Work to complete:
Can you pull out every line in the items below that contains the word "lawn" and copy each one?

Data listing:
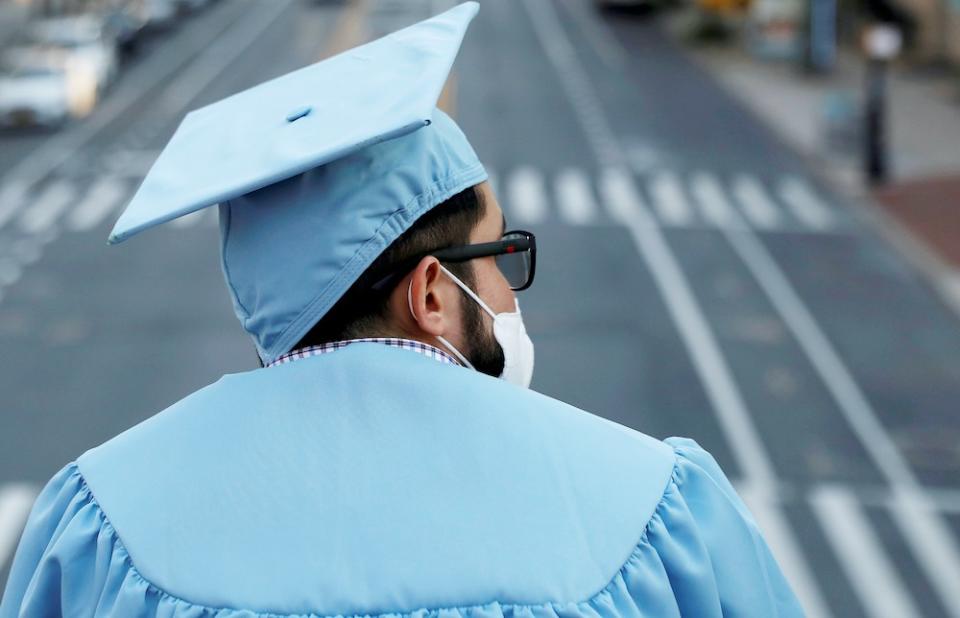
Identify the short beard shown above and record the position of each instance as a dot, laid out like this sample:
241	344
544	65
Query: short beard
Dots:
483	351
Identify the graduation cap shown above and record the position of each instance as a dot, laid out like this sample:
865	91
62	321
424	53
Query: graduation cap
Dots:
316	172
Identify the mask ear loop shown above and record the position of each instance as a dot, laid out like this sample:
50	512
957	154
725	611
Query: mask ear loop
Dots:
460	357
469	292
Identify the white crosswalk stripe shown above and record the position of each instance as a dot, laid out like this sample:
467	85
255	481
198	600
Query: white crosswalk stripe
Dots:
43	212
866	565
669	199
757	205
15	502
526	196
712	200
103	198
575	200
804	203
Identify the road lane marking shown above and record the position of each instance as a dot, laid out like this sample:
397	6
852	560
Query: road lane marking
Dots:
756	204
602	41
15	503
220	55
804	204
103	198
12	197
626	206
936	549
711	198
134	163
622	197
575	201
42	212
857	548
576	83
669	200
526	196
349	30
932	542
62	147
777	533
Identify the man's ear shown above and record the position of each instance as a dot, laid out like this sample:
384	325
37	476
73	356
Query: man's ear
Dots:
428	308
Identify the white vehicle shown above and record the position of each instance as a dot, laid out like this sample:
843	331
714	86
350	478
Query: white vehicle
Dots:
44	86
84	39
33	94
159	14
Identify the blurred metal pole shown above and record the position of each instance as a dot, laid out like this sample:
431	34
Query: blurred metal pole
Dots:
882	43
820	40
876	122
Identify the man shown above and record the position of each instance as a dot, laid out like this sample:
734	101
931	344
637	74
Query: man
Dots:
388	458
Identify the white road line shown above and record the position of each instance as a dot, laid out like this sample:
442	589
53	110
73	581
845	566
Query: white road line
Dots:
12	197
767	513
601	41
804	204
756	204
43	212
131	163
622	198
932	542
15	502
159	67
626	207
526	196
867	567
711	198
220	55
576	83
934	546
103	198
575	200
669	200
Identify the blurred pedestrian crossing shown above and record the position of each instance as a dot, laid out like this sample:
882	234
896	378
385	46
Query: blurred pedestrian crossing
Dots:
697	199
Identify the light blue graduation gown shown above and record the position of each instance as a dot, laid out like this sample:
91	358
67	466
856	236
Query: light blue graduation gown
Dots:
375	481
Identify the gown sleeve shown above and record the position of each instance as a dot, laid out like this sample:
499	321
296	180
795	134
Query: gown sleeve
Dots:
68	562
702	553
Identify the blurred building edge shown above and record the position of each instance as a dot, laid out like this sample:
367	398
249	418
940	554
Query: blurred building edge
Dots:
778	29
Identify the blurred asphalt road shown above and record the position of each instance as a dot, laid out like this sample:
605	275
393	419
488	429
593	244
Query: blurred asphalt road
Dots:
694	279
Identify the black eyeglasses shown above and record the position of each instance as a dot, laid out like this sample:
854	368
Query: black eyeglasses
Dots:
515	255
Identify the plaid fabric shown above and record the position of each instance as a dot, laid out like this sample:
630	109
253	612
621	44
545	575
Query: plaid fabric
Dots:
395	342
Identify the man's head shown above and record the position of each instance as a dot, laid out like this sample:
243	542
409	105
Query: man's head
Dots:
437	307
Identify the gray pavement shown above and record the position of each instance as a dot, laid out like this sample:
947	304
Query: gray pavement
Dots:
695	279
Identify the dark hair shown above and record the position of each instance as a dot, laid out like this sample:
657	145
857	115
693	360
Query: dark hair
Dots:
361	311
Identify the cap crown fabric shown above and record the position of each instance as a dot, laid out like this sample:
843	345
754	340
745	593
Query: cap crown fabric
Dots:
316	173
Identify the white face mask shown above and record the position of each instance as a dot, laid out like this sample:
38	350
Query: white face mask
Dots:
508	330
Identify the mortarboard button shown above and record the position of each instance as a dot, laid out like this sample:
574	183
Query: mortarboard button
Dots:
299	113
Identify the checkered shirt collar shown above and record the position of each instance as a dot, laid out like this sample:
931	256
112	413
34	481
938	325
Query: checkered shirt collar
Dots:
394	342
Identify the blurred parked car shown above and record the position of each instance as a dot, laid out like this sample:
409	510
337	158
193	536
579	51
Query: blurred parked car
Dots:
160	14
34	90
85	39
192	5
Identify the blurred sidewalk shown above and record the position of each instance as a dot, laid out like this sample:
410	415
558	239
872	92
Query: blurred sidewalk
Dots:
919	209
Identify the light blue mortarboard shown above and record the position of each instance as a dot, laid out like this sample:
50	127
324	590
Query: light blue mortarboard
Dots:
316	172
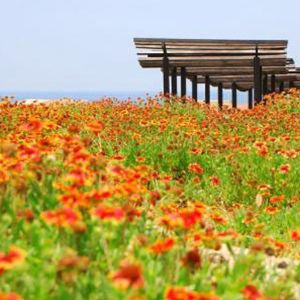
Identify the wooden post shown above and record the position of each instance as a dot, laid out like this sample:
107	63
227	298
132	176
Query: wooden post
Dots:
183	82
281	86
273	83
234	95
220	95
207	89
257	78
250	98
166	72
194	88
174	81
265	84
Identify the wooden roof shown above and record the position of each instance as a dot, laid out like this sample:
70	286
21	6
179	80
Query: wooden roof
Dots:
225	61
210	53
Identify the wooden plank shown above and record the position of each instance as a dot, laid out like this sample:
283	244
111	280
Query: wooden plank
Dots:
209	41
207	89
159	52
174	81
220	95
194	88
245	78
250	98
183	82
214	71
157	63
234	95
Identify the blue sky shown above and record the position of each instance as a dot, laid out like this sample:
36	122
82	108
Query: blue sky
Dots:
86	45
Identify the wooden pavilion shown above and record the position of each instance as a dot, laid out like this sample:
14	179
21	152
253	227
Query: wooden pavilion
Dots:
259	66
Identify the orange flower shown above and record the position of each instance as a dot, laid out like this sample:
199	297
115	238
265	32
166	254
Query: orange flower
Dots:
271	210
215	181
284	169
9	260
96	127
250	292
295	235
128	275
10	296
162	246
105	212
196	168
276	199
64	217
180	293
192	259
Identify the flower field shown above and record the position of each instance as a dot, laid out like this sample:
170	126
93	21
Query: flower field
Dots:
150	200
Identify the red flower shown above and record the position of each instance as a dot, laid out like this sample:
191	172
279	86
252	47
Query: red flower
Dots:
284	169
250	292
276	199
64	217
162	246
9	260
192	259
180	293
295	235
105	212
128	275
215	181
196	168
10	296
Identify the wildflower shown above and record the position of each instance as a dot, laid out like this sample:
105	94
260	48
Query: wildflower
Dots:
250	292
64	217
180	293
70	265
192	259
196	168
271	210
162	246
276	199
215	181
10	296
295	235
284	169
128	275
96	127
105	212
13	257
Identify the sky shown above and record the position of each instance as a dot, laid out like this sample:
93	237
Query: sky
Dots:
87	45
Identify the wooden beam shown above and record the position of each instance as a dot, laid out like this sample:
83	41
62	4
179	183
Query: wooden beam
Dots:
166	72
257	78
220	95
205	62
207	89
183	81
265	84
250	98
174	82
234	95
195	88
281	86
273	83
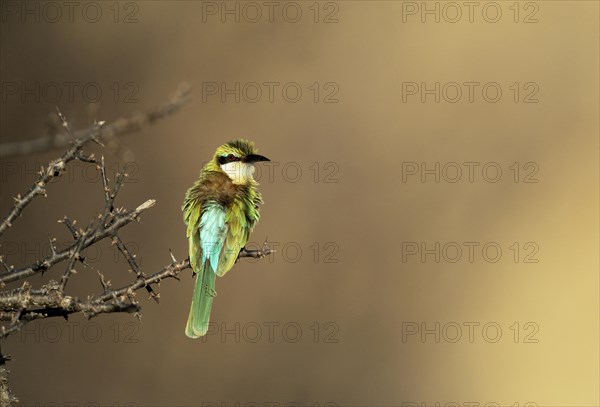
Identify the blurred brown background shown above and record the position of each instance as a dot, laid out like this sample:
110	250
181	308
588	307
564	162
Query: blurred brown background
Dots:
350	279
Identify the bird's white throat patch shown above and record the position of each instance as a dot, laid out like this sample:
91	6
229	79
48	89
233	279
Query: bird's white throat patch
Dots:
239	172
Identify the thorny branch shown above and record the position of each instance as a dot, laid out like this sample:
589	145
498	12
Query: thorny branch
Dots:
23	304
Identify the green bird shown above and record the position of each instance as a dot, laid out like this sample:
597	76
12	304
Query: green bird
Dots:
220	211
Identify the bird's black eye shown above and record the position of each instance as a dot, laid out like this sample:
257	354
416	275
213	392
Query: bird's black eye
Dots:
225	159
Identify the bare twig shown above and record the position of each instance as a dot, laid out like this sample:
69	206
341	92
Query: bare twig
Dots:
23	304
133	123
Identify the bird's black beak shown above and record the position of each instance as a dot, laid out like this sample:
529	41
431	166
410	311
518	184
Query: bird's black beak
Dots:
252	158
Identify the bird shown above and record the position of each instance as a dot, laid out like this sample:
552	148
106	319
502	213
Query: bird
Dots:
220	211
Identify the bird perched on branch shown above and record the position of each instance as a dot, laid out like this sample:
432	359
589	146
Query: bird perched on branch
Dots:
220	211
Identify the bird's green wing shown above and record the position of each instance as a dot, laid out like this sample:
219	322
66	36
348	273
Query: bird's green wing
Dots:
206	244
237	236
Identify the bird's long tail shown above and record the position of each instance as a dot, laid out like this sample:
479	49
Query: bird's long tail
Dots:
204	291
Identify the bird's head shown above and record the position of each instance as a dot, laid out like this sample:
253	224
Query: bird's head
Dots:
237	159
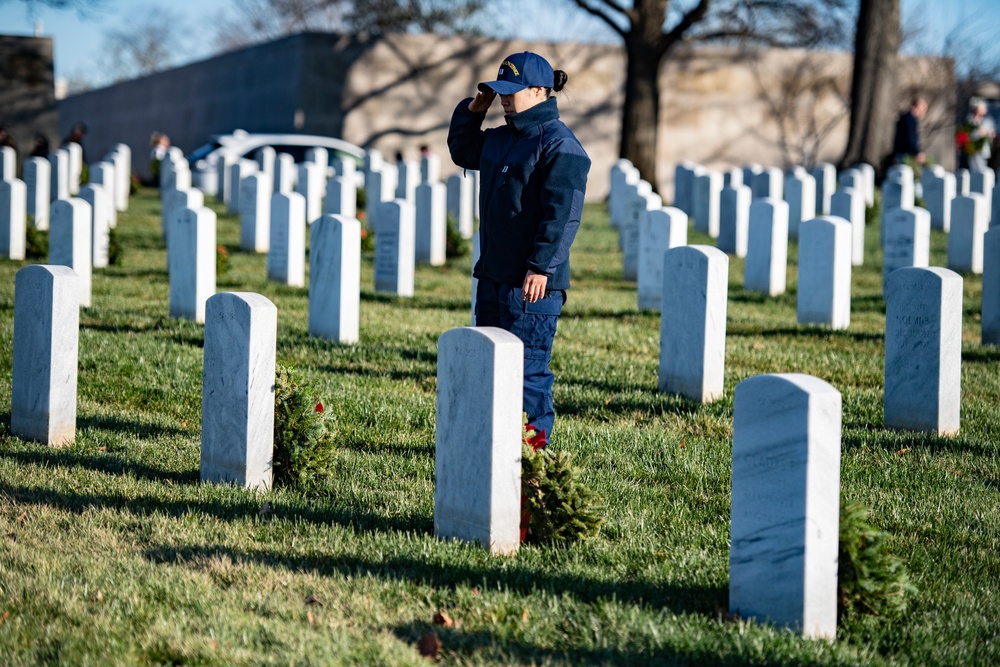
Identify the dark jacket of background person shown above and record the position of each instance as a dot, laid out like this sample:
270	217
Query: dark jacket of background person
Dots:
907	141
533	174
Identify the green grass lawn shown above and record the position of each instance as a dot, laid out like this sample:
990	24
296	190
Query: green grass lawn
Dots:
112	552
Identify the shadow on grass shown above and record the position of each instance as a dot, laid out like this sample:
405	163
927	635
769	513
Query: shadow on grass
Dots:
983	354
499	573
104	463
626	399
814	332
896	440
236	507
486	645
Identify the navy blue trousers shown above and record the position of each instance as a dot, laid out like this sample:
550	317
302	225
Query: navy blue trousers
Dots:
499	305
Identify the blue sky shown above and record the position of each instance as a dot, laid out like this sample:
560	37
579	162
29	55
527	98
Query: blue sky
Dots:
78	40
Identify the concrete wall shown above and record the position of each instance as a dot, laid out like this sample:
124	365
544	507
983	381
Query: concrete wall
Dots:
720	107
27	91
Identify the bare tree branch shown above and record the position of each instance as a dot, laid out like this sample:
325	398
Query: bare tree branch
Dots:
604	16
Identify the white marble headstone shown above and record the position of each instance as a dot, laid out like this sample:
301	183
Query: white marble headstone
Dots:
59	175
38	179
191	261
286	254
477	457
13	215
335	278
991	287
642	201
255	212
734	220
825	175
8	163
407	180
394	249
923	350
285	173
907	240
459	203
693	322
46	343
341	197
430	168
769	183
431	220
70	243
939	191
101	205
707	190
103	174
237	406
659	230
800	193
767	247
238	170
849	204
965	240
310	184
824	288
121	155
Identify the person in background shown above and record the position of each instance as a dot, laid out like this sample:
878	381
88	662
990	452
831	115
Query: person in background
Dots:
533	179
907	139
981	133
6	139
40	146
75	136
159	144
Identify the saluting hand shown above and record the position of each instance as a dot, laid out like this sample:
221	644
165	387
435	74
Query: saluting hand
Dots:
482	102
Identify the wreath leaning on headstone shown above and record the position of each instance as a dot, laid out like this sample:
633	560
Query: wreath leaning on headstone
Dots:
556	506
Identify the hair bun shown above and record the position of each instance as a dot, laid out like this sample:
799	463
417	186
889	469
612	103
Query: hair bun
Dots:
560	80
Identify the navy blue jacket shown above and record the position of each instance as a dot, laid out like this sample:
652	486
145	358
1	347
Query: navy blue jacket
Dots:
533	174
907	139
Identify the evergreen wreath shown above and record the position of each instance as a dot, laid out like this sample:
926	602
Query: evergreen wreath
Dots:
557	507
304	446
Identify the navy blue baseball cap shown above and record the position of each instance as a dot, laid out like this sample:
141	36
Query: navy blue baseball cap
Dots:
519	71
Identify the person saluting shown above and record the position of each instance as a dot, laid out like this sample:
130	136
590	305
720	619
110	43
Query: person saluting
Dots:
533	176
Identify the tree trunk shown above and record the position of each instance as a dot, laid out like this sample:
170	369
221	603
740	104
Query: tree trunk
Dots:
640	116
873	90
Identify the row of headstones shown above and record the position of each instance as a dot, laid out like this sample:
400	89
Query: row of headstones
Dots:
923	336
417	183
78	227
58	177
477	468
785	500
759	233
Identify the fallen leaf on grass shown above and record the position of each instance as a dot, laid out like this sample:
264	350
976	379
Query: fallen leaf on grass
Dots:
429	645
723	615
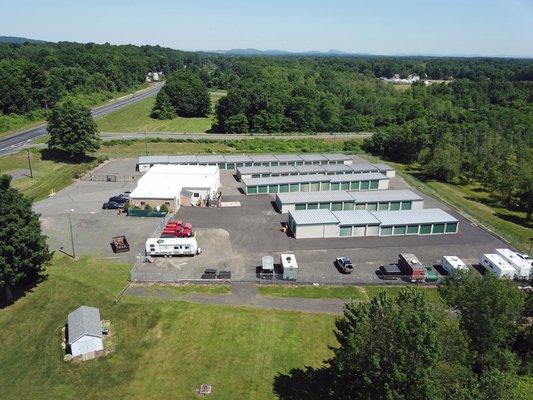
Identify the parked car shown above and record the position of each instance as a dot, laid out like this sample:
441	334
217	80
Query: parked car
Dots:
112	205
344	264
390	272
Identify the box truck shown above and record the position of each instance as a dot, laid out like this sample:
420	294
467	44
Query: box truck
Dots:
411	266
497	265
172	247
452	263
521	266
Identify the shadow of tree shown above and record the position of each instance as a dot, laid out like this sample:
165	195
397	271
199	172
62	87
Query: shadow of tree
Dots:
304	384
64	157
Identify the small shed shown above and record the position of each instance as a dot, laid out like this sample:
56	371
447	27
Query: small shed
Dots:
290	267
85	331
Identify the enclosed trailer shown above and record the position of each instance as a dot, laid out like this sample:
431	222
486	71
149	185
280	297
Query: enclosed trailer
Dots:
172	247
452	263
497	265
521	266
290	267
411	266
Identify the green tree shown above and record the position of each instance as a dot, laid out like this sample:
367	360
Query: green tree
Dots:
23	248
72	129
388	349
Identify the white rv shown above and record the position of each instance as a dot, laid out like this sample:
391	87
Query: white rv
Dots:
452	263
521	266
497	265
172	247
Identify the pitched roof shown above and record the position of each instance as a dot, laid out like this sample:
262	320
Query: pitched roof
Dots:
84	321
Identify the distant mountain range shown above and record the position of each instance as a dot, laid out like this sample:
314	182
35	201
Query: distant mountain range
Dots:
18	40
256	52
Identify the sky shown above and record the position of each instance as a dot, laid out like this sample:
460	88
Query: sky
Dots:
442	27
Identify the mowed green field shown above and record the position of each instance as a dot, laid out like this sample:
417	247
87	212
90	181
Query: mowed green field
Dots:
164	349
136	118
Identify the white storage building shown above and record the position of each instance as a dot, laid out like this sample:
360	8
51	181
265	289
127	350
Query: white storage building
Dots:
326	223
84	331
166	184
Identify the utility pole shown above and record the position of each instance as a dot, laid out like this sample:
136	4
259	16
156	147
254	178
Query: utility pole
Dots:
29	163
71	233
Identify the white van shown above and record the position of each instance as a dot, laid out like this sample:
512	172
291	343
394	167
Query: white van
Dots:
452	263
172	247
497	265
521	266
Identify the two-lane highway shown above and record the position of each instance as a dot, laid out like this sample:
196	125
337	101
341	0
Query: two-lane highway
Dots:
12	143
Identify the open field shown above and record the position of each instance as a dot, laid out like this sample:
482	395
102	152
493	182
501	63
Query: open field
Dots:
136	118
49	173
12	123
165	349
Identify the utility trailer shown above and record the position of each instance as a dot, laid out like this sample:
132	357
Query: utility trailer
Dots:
496	265
412	267
521	266
172	247
452	263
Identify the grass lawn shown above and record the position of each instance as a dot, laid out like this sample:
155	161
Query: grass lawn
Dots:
134	148
136	118
481	205
49	174
164	350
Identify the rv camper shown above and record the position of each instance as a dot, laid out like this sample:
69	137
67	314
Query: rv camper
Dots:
497	265
452	263
172	247
521	266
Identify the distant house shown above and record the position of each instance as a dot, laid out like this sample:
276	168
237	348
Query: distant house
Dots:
85	331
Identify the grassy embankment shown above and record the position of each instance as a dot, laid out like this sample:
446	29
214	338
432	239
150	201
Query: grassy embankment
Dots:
164	349
12	123
136	118
482	206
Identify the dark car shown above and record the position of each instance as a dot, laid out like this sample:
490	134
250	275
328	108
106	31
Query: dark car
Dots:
344	264
112	205
390	272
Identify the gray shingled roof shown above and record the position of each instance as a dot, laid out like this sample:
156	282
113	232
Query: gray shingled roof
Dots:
357	177
312	197
84	321
313	217
374	196
355	217
413	217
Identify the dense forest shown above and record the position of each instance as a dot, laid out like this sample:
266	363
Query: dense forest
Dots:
35	76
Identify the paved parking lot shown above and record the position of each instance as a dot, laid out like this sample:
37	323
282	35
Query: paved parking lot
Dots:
235	238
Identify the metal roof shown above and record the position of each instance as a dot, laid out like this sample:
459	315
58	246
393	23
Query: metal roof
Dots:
312	157
384	167
262	158
310	169
313	217
413	217
185	159
337	157
237	158
361	167
374	196
356	217
153	160
217	158
277	180
312	197
84	321
282	169
259	169
337	168
356	177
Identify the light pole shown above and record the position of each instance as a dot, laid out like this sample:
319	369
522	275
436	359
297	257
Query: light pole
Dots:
71	233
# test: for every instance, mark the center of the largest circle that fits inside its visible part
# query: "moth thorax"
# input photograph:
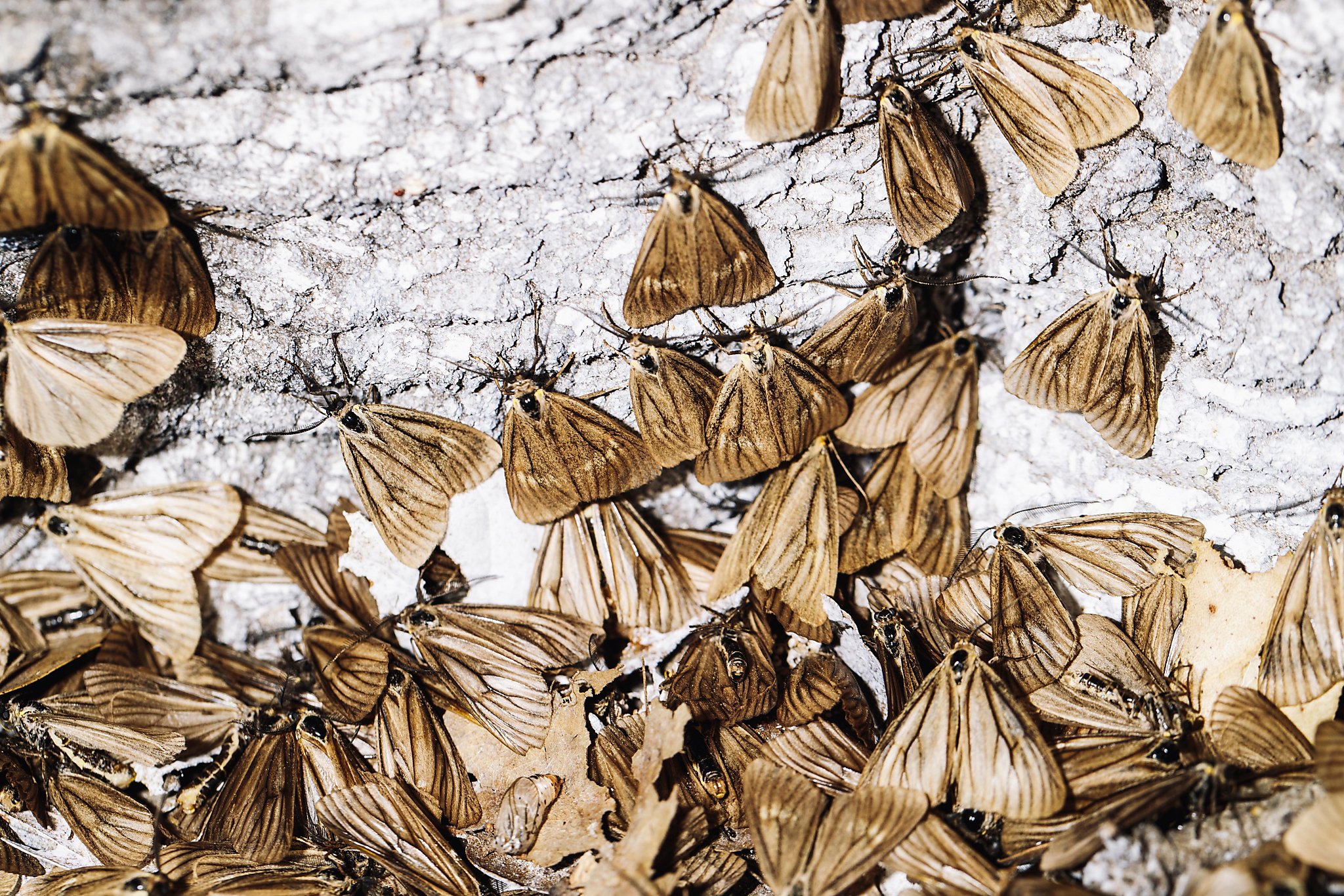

Solution for this exercise:
Identify the green grass lawn shown above and record the position of each instance as a dot, laid out like this sample:
Query: green grass lawn
Identify the grass lawn shown above and record the position of each instance as a dot, laid out like this sample:
Query: grass lawn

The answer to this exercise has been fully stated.